Exclude the pictures; give every entry again exactly as written.

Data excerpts
========================================================================

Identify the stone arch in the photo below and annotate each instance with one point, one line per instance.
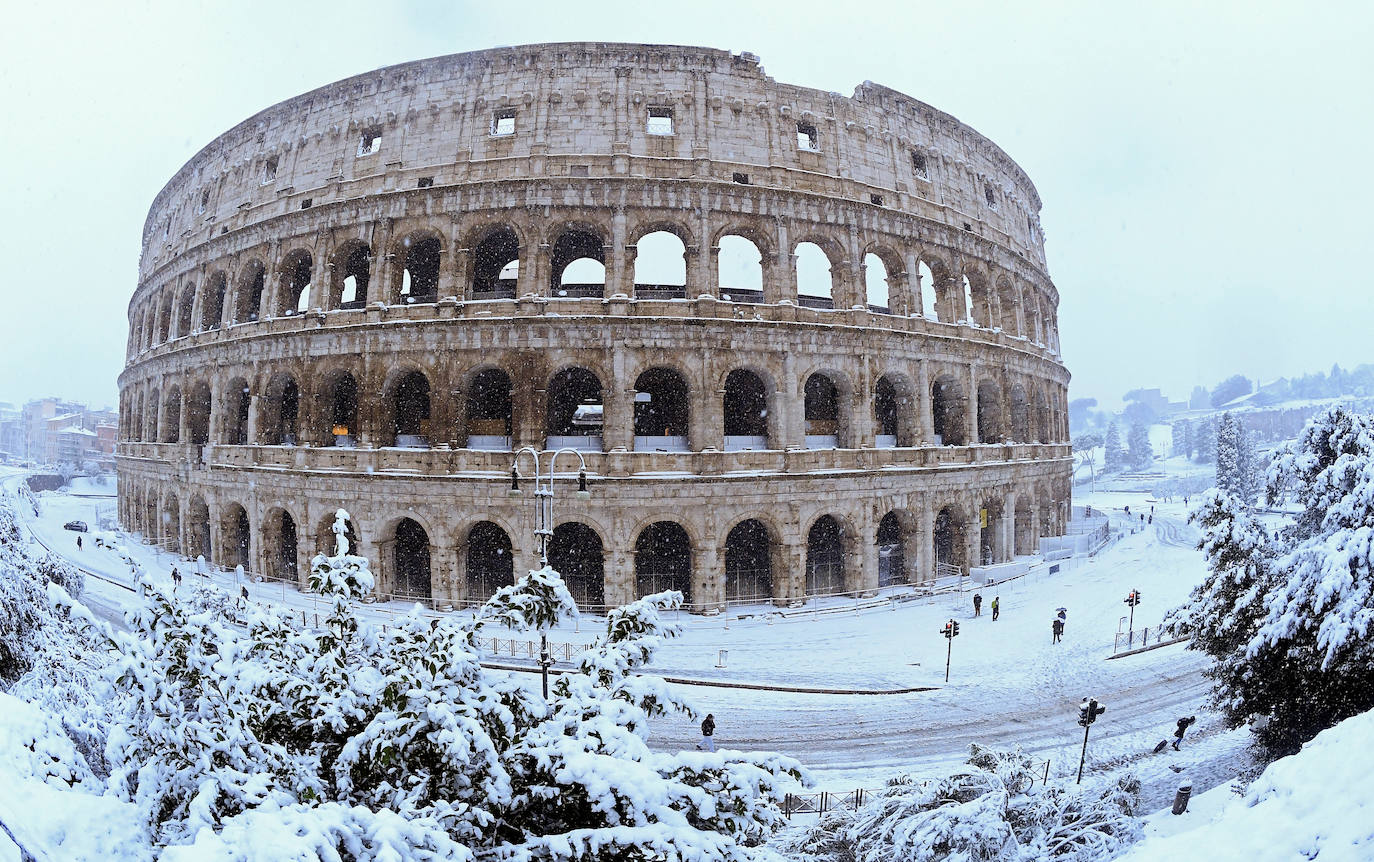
(495, 263)
(489, 560)
(352, 268)
(661, 264)
(989, 411)
(827, 546)
(297, 272)
(662, 560)
(746, 404)
(489, 415)
(212, 304)
(752, 554)
(577, 553)
(662, 410)
(948, 411)
(575, 410)
(238, 402)
(279, 422)
(249, 294)
(407, 404)
(577, 261)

========================================================================

[Solution to the problem]
Identify the stone arch in the photo below and annotate each instance with one point, one line per instance.
(495, 263)
(489, 560)
(352, 268)
(661, 264)
(989, 411)
(827, 546)
(297, 272)
(662, 560)
(746, 404)
(489, 415)
(212, 304)
(752, 554)
(577, 553)
(662, 410)
(948, 411)
(575, 410)
(238, 402)
(279, 422)
(249, 294)
(407, 404)
(577, 261)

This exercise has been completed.